---------- Textauszug

Interview zum SPD-Parteitag "Er muss über 90 Prozent holen"
Schnörkellos, emotional und kurz - so wird nach Einschätzung von ARD-Hauptstadtstudioleiterin Hassel der SPD-Parteitag werden. Schulz soll nun auch offiziell Parteichef und Kanzlerkandidat werden. In einigen Themen lägen er und Merkel beieinander, im Typus seien sie grundverschieden.
tagesschau.de: Heute ist SPD-Bundesparteitag. Weiß man als Journalistin schon vorher, wie so ein Parteitag abläuft?
Tina Hassel: Es kann immer Überraschungen geben. Aber bei diesem Parteitag heißt es im Grunde: Schnörkellos, emotional und kurz. Es wird keine großen Hymnen geben, keinen Einmarsch der Gladiatoren, sondern alles wird kurz und knapp und gleichzeitig natürlich möglichst euphorisch für den dann neuen Parteichef ablaufen.
90 Prozent plus x
tagesschau.de: Martin Schulz stellt sich zur Wahl. Ab wie viel Zustimmung kann man von einem guten Ergebnis sprechen?
Hassel: Auf der jetzigen Welle müsste er schon über 90 Prozent holen. Und ich würde ihm das auch zutrauen. Denn noch sind ja alle begeistert. Und noch ist er auch nicht so konkret geworden, dass vielleicht doch der eine oder andere denken könnte: Mensch, das ist vielleicht doch nicht das, was ich mir gewünscht habe.
tagesschau.de: Will Martin Schulz am Sonntag vor allem seine Genossen motivieren? Oder richtet er sich an die Öffentlichkeit und seine möglichen Wählerinnen und Wähler?

--------------------

Aufgabenstellung:
Fassen Sie das Interview zum SPD-Parteitag in zwei Sätzen zusammen.

---------- Erfasste Daten

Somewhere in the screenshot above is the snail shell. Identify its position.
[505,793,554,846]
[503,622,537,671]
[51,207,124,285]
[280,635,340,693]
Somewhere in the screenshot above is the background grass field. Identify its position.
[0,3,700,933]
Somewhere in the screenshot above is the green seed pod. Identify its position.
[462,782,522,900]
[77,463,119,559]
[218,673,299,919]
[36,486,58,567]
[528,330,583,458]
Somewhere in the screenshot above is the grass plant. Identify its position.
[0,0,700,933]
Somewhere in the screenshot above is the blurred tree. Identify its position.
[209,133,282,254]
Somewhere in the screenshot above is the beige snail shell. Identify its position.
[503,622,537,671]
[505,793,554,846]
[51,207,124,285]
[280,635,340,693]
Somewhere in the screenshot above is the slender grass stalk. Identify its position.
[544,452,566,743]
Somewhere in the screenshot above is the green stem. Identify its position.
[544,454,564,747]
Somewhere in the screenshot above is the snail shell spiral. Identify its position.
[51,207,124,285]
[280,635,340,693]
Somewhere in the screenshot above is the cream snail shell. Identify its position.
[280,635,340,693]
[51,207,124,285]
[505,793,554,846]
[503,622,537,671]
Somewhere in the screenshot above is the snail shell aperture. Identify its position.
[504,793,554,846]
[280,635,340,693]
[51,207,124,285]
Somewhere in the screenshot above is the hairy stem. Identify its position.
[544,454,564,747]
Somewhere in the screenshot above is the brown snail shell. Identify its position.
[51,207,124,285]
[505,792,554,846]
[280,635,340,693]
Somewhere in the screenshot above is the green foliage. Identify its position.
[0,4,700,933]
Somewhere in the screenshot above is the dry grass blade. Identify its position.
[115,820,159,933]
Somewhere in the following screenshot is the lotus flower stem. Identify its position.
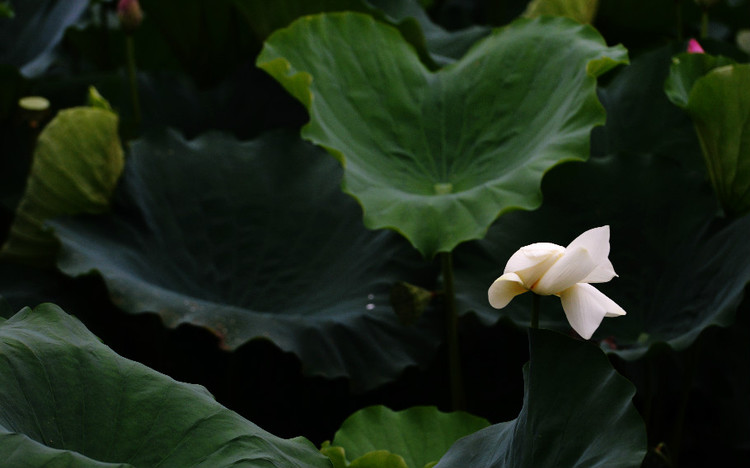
[531,294,542,328]
[125,34,141,128]
[440,252,466,411]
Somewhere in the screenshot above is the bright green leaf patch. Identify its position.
[51,132,441,389]
[665,58,750,216]
[1,105,125,265]
[0,304,330,468]
[323,406,489,468]
[436,330,646,468]
[524,0,599,24]
[257,13,627,257]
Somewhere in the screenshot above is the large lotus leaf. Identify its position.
[0,304,330,468]
[591,42,703,171]
[664,53,736,109]
[367,0,490,64]
[454,150,750,359]
[685,64,750,215]
[258,13,626,257]
[51,132,441,390]
[436,330,646,468]
[332,406,490,468]
[234,0,488,66]
[1,107,124,264]
[0,0,89,78]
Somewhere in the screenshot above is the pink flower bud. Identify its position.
[688,39,706,54]
[117,0,143,34]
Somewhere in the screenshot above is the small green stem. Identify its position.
[125,34,141,128]
[671,340,702,466]
[440,252,466,411]
[531,293,542,328]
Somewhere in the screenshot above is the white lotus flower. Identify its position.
[488,226,625,340]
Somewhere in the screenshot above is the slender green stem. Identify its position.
[671,340,702,466]
[531,293,542,328]
[440,252,466,410]
[125,34,141,127]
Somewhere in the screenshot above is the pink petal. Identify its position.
[688,39,706,54]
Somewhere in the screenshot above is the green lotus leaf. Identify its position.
[234,0,488,67]
[664,53,735,109]
[524,0,599,23]
[329,406,490,468]
[591,43,703,163]
[50,132,442,390]
[454,154,750,359]
[436,330,646,468]
[257,13,627,257]
[347,450,409,468]
[685,64,750,216]
[0,107,124,265]
[0,304,330,468]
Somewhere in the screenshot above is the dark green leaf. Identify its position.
[0,304,330,468]
[333,406,489,468]
[52,132,441,389]
[664,53,736,108]
[1,107,124,265]
[0,0,89,78]
[436,330,646,468]
[258,13,627,257]
[455,154,750,359]
[686,64,750,216]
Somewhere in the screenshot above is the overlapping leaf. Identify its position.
[436,330,646,468]
[258,13,626,257]
[1,107,124,265]
[0,304,330,468]
[665,54,750,215]
[326,406,489,468]
[0,0,89,78]
[52,132,441,389]
[455,154,750,358]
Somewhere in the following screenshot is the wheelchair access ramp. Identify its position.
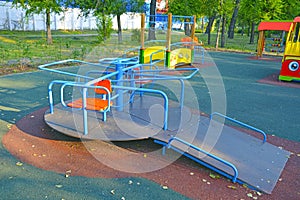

--------------------

Lösung:
ARD-Hauptstadtstudioleiterin Tina Hassel erwartet, dass der SPD-Parteitag, auf dem Martin Schulz offiziell Parteichef und Kanzlerkandidat werden soll, schnörkellos, emotional und kurz abläuft. Ihrer Einschätzung nach müsste Schulz über 90 Prozent holen, was sie ihm zutraut, weil noch alle begeistert sind und er noch nicht sehr konkret geworden ist.